For purposes of Section 15.1.4 of the Original Master
Lease (as amended by the First Amendment and the Second Amendment), Lessor
shall
be entitled to receive from any Award relating to the Chestnut Hill Facility,
subject to the rights of Facility Mortgages, no less than the Chestnut Hill
Facility Purchase Price immediately prior to the institution of the
Condemnation.
(1) Events
of Default. The phrase "the Group 3 Facility Contract of Acquisition, Group
4 Facilities Contract of Acquisition and/or Group 5 Facilities Contract of
Acquisition" is replaced with the phrase "the Group 3 Facility Contract of
Acquisition, the Group 4 Facilities Contract of Acquisition, the Group 5
Facilities Contract of Acquisition and/or the Chestnut Hill Facility Contract
of
Acquisition" appearing in each of Sections 16.1(a) and 16.1(k) of the Original
Master Lease (as amended by the First Amendment and the Second
Amendment).

■ **Coordinate annotation entries**
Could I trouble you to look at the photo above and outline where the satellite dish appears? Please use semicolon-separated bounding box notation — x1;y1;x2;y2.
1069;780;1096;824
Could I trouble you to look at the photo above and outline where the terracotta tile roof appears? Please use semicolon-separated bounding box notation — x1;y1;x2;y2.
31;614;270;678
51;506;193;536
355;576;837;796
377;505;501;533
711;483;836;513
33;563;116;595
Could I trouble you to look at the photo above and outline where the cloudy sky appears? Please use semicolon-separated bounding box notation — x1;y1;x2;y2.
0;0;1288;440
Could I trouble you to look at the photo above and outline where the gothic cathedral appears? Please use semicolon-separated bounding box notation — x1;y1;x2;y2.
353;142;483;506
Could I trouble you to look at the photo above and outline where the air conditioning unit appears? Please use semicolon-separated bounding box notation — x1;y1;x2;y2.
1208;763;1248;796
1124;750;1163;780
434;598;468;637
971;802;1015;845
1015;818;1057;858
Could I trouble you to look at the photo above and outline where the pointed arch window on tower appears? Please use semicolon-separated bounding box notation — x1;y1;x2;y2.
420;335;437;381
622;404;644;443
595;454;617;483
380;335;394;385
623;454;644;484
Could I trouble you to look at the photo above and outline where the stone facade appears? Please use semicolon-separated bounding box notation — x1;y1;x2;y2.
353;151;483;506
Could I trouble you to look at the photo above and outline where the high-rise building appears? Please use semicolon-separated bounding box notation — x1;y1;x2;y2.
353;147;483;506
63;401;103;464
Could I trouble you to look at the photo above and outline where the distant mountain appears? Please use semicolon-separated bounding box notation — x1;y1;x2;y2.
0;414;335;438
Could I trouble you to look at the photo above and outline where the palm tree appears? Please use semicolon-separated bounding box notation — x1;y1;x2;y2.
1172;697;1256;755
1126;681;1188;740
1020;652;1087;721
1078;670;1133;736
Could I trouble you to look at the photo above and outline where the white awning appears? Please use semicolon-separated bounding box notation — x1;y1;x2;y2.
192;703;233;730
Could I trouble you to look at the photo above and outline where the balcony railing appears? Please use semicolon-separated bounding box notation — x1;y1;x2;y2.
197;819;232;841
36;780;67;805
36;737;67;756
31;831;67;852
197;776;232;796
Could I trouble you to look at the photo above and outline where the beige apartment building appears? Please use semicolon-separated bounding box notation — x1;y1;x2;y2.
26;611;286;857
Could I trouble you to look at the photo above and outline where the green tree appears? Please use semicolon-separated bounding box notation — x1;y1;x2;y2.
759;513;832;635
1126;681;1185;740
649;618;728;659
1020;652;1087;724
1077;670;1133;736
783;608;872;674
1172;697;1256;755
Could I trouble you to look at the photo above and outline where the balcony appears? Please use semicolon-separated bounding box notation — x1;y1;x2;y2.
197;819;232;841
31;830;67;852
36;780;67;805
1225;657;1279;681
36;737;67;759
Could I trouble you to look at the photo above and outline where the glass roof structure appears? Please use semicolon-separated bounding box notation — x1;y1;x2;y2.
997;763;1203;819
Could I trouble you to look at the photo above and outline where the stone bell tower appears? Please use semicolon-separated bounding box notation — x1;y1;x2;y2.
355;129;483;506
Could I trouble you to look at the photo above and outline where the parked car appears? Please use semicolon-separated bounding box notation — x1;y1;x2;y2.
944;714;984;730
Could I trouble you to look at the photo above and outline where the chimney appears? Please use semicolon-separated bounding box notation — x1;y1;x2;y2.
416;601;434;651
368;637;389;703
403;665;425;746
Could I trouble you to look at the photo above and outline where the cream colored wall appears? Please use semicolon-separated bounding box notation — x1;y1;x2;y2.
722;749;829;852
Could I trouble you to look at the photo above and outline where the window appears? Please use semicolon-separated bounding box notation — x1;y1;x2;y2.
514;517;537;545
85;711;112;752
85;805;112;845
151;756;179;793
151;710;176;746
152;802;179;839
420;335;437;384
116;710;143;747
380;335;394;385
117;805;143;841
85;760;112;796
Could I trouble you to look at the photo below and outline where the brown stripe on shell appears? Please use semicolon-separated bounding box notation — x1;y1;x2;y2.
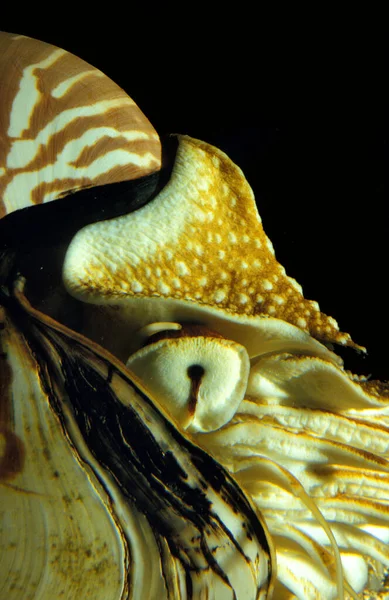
0;307;25;485
0;33;161;217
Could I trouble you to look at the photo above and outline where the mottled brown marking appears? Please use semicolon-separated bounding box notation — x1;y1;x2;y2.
0;33;161;218
0;316;25;481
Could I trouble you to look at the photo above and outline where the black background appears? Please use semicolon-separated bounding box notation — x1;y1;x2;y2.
0;15;389;379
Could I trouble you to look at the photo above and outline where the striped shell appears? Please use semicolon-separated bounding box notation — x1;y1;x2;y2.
0;34;272;600
0;34;389;600
0;32;161;218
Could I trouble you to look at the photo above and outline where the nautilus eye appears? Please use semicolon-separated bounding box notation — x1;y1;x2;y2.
0;33;274;600
0;29;389;600
127;326;250;432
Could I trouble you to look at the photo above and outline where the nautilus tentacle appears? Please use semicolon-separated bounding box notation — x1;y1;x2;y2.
2;284;271;600
60;137;389;600
0;29;389;600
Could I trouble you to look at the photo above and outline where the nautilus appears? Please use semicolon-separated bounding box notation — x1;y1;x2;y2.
0;33;389;600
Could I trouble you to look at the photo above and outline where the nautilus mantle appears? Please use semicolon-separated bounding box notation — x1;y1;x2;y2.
0;33;389;600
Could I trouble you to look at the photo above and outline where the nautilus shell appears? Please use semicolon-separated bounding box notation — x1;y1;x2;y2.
0;33;389;600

■ **Directions**
Write the next portion of the master lease excerpt, starting right after its final sentence. These records have no connection to the master lease excerpt.

■ **Answer to the exercise**
(m) Lessee's
Obligation to Purchase. For purposes of Section 16.5 of the Original Master
Lease (as amended by the First Amendment and the Second Amendment), the amount
required to be paid by Lessee upon any exercise of Lessor's rights to require
Lessee to purchase the Chestnut Hill Facility following a Put Event pursuant
to
such Section shall be equal to the Chestnut Hill Facility Put Event Price,
plus,
in any event, all Rent then due and payable (excluding the installment of
Minimum Rent due on the purchase date) under the Master Lease, as hereby
amended, with respect to such Facility.
(n) Quiet
Enjoyment. The phrase "Group 3 Facilities, Group 4 Facilities or the Group 5
Facilities, the applicable Restatement Date" appearing in Section 32.1 of
the
Original Master Lease (as amended by the First Amendment and the Second
Amendment) is hereby amended to read "Group 3 Facilities, the Group 4
Facilities, the Group 5 Facilities or the Chestnut Hill Facility, the applicable
Restatement Date."
(o)
Lessee's
Option to Purchase.
(i) Section
35.1.4 of the Original Master Lease (as amended by the First Amendment and
the
Second Amendment) is hereby further amended to read, in its entirety, as
follows:
"35.1.4 Chestnut
Hill Facility. Provided no Event of Default has occurred and is continuing
hereunder, Lessee shall have the option to purchase the Leased Property of
the
Chestnut Hill Facility upon the expiration of the tenth (10th) Lease
Year of the
Chestnut Hill Facility, for an amount equal to the Chestnut Hill Facility
Purchase Price."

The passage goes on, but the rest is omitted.